GOAL 1
From the entries below, copy without any change every line from the one containing "the grey rock." through the one containing "column 253, row 378", both included.

++++ EXTRACT TO READ ++++

Lies, Damn Lies and File System Benchmarks

Benchmarking has become synonymous with marketeering to the point it is almost useless. This article takes a look at a very important paper that can demonstrate how bad it has become and makes recommendations on how to improve the situation.

“There are lies, damn lies, and then benchmarks.” It’s an overused phrase but it does make a point: Benchmarks have become so abused that no longer are they used to provide useful information for making decisions or for improving solutions. While this is something we seem to inherently know, it was recently backed up with solid data. The cliché, it turns out, is on the mark.

Recently a paper was published in Byte and Switch that examined nine years of storage and file system benchmarking. It’s an important paper. In this article we will summarise the paper’s findings. Looking ahead we plan to use them as the basis of future benchmarking results published in this column.

Yes, it’s that good.

++++ AVAILABLE DATA ++++

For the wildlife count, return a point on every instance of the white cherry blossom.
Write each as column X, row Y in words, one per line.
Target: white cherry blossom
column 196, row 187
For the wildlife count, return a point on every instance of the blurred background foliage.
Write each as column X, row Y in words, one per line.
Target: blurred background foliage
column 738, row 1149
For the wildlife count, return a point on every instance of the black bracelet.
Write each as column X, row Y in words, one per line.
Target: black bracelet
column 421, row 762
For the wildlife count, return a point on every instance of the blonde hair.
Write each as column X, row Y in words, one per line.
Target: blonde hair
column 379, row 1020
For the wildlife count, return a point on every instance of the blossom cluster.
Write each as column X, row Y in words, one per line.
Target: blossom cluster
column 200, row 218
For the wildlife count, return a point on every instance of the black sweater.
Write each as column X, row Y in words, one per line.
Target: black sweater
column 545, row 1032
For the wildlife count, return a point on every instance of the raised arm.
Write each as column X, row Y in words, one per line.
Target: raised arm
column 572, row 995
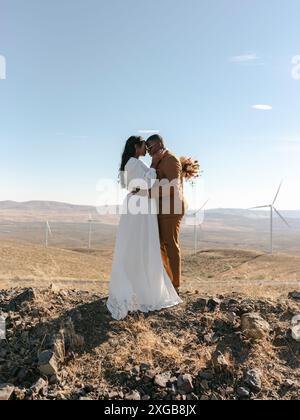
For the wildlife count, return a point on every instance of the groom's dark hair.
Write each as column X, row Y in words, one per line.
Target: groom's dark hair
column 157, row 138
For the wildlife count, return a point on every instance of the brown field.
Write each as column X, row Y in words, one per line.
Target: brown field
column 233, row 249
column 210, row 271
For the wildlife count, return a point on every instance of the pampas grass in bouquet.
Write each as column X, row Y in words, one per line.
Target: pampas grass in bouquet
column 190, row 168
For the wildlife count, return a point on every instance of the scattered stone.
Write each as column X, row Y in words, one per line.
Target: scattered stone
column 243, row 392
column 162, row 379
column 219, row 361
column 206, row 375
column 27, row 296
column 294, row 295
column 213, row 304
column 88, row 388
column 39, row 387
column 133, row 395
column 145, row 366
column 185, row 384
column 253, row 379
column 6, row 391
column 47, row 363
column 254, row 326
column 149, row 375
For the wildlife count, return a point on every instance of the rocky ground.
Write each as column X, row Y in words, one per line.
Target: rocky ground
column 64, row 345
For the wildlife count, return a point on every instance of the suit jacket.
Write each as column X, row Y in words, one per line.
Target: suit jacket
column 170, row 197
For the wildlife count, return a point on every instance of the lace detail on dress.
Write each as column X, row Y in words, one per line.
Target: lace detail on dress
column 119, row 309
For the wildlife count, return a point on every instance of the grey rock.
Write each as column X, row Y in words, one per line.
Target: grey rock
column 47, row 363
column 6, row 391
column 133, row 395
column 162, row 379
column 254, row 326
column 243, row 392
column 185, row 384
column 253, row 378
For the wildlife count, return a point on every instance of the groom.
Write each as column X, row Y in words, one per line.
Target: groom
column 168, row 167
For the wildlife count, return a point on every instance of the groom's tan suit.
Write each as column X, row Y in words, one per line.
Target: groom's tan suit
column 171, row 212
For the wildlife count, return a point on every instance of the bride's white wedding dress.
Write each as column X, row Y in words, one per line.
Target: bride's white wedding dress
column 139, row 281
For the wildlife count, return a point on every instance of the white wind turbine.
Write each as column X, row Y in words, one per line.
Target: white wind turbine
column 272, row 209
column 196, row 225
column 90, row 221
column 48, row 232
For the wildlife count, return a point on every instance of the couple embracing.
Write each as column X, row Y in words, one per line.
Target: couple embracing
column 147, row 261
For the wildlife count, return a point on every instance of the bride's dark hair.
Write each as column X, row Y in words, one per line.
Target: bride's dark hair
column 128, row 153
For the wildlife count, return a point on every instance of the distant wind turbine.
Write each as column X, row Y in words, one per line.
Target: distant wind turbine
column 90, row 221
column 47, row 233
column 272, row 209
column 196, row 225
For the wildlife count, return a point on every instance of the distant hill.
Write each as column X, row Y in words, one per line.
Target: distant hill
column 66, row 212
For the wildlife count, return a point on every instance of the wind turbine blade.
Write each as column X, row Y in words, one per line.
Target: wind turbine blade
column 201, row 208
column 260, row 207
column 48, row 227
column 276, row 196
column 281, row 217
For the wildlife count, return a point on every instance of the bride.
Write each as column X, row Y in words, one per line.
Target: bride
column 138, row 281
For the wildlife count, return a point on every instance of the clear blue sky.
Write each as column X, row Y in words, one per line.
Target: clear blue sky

++++

GOAL 2
Carry on the article about file system benchmarks above from the point where it stops.

RESPONSE 1
For the wildlife count, return a point on every instance of the grey rock.
Write each as column X, row Y in words, one per line.
Target: grey rock
column 47, row 363
column 6, row 391
column 133, row 395
column 162, row 379
column 254, row 326
column 243, row 392
column 185, row 384
column 253, row 378

RESPONSE 2
Benchmarking is Just Another Word for Marketeering

Benchmarking is an activity intended to provide information about how fast a piece of software and/or hardware runs. Since this article is about file systems and storage, benchmarking means how fast the file system and/or storage solution performs IO operations.

Benchmarks can be very useful in helping present the benefit or problems of a system. However, rather than just present a simple table of graph of results and declare that one system is better than another, what is truly needed is a discussion of the tests and the systems, the reason behind the benchmarks, and a clear explanation of the results and implications. In particular the person reading the benchmarks should be able to verify the benchmark results themselves and then be able to compare the performance of one system to another.

To achieve these objectives the benchmarks much be well thought out; including advice on choosing suitable benchmarks, suitable hardware and configurations, and then providing as accurate results as possible.

However, over time benchmarks have been reduced to single graphs or tables with little or no explanation of them. In some cases the benchmarks are published naively and perhaps without adequate explanation (the author is guilty of this) sometimes in the interest of expediency. But in other cases benchmarks are published with little or no information about what was done solely to promote or detract from a particular product. In other words, benchmarks have become marketing material instead of usable information.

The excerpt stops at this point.